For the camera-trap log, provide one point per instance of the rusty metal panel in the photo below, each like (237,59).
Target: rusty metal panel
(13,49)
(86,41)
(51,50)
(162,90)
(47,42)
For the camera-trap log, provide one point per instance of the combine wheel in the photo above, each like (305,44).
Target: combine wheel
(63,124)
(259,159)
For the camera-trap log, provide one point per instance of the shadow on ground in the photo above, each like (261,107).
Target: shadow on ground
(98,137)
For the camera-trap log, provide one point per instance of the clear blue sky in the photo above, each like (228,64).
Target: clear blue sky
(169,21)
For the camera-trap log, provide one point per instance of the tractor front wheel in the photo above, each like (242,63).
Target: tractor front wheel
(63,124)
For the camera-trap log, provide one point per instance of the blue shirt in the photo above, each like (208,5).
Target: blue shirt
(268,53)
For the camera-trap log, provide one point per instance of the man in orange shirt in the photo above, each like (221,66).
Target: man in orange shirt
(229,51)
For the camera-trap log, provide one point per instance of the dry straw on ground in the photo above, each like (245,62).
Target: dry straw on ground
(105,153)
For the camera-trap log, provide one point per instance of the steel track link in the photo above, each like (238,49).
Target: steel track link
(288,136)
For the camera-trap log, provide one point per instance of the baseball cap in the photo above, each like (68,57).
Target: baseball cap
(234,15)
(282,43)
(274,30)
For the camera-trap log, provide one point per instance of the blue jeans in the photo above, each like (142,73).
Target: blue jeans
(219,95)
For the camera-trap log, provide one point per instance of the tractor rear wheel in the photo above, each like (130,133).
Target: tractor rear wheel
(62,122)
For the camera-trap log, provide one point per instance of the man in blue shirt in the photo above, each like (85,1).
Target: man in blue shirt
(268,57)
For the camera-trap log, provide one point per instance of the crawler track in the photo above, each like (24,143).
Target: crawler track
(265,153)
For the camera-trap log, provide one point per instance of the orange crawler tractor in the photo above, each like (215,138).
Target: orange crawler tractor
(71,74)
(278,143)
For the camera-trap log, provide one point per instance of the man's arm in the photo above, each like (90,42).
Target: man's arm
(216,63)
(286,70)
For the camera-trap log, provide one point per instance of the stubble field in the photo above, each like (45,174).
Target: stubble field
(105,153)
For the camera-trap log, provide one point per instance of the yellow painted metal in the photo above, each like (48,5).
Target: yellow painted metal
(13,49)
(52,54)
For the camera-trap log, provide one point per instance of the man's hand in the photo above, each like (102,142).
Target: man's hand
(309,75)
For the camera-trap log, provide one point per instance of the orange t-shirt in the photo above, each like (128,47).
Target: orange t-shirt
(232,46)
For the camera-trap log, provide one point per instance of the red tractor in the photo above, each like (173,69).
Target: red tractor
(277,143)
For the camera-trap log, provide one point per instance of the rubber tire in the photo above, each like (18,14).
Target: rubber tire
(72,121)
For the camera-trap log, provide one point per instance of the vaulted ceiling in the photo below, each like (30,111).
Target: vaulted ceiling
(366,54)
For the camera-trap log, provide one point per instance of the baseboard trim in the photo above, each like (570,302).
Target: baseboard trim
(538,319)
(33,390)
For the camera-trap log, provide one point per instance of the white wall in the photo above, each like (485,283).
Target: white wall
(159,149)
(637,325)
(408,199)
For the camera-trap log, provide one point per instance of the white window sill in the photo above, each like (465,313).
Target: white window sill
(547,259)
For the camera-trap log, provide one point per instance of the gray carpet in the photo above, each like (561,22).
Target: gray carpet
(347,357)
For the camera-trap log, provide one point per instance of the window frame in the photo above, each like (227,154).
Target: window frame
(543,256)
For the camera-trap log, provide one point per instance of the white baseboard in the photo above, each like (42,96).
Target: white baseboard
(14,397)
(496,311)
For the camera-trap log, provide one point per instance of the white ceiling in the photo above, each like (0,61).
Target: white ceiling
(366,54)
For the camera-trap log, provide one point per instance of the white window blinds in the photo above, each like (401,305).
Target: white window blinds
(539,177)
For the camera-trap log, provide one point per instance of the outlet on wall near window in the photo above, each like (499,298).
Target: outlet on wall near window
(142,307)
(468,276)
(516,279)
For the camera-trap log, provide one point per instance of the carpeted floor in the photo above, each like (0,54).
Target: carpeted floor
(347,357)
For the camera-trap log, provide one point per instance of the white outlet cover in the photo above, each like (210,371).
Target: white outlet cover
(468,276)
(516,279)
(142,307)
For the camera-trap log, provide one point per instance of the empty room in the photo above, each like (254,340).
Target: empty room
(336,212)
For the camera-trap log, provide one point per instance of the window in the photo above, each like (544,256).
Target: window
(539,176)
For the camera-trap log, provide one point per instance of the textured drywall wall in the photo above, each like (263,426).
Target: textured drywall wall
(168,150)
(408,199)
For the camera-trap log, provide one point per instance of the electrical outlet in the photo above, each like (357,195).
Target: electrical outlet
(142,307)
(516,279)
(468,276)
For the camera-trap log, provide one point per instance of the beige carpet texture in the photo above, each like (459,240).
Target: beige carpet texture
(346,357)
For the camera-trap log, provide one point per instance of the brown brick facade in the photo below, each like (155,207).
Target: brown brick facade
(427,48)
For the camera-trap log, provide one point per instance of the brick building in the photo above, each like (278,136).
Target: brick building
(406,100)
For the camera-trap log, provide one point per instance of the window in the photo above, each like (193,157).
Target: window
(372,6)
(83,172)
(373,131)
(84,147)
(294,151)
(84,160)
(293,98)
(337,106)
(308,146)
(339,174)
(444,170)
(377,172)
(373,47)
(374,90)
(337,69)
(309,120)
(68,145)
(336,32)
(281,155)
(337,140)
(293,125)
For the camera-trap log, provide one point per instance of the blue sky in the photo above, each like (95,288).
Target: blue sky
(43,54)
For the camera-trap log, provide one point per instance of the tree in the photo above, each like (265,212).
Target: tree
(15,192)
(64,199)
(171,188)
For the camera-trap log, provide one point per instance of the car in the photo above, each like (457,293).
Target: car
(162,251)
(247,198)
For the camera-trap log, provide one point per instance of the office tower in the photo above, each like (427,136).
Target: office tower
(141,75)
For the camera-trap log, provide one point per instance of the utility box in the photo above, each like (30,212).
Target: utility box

ASSIGNMENT:
Extract from the material all lines containing the string "below".

TASK SOLUTION:
For the camera-trap log, provide one point per instance of the rusty metal panel in the photo below, each like (237,59).
For the camera-trap log, provide one point per instance of the vaulted ceiling in the photo below, each like (30,111).
For the camera-trap log, provide one point per instance of the brown brick facade in the photo below, each like (155,207).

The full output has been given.